- _WHAT TO DO_
Please copy the items below from the line with "Identify one point per instance of the horizon" through the last line of the items, substituting "fortress" for "castle" and leaving everything else unchanged.

— START OF DATASET RECORDS —

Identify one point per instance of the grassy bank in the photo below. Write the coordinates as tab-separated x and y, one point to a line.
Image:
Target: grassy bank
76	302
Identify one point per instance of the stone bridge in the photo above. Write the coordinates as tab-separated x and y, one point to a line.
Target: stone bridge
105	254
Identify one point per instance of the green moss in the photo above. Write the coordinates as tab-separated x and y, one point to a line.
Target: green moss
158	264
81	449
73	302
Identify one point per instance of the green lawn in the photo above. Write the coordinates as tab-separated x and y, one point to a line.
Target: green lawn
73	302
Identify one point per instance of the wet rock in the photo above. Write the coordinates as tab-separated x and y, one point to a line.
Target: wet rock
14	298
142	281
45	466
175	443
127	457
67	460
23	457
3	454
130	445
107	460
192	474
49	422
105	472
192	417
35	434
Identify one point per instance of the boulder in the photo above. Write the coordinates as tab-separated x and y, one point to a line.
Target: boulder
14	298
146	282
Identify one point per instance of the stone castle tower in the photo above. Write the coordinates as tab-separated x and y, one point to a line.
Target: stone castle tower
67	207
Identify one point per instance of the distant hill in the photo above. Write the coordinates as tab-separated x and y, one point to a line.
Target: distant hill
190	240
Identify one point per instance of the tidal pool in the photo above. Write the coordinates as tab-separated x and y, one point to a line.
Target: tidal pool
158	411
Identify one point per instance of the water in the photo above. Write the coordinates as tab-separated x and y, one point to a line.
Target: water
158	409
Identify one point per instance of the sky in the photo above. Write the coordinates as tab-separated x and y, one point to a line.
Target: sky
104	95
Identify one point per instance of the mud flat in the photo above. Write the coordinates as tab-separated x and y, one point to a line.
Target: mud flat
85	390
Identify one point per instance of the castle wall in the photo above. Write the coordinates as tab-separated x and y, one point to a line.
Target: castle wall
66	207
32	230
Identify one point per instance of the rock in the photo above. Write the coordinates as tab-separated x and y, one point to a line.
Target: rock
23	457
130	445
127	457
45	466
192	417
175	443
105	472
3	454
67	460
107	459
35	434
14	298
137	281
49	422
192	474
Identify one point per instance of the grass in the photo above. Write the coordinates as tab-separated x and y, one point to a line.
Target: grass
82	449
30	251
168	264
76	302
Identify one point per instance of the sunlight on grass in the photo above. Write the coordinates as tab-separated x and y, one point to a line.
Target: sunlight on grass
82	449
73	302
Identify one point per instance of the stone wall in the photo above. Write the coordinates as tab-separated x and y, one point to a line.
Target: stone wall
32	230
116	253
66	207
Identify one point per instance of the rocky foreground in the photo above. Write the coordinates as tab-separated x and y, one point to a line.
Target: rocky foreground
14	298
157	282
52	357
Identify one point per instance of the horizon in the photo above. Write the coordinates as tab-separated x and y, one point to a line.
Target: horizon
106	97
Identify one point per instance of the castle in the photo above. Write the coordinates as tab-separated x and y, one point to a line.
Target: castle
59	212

— END OF DATASET RECORDS —

- _TASK OUTPUT_
Identify one point per instance of the horizon in the photo above. Write the coordinates as tab-separated x and y, one point to a line.
Target: horizon
106	97
Identify one point per instance of the fortress in the photo above. Write the coordinates as tab-separated x and y, one point to a line.
Target: fortress
59	212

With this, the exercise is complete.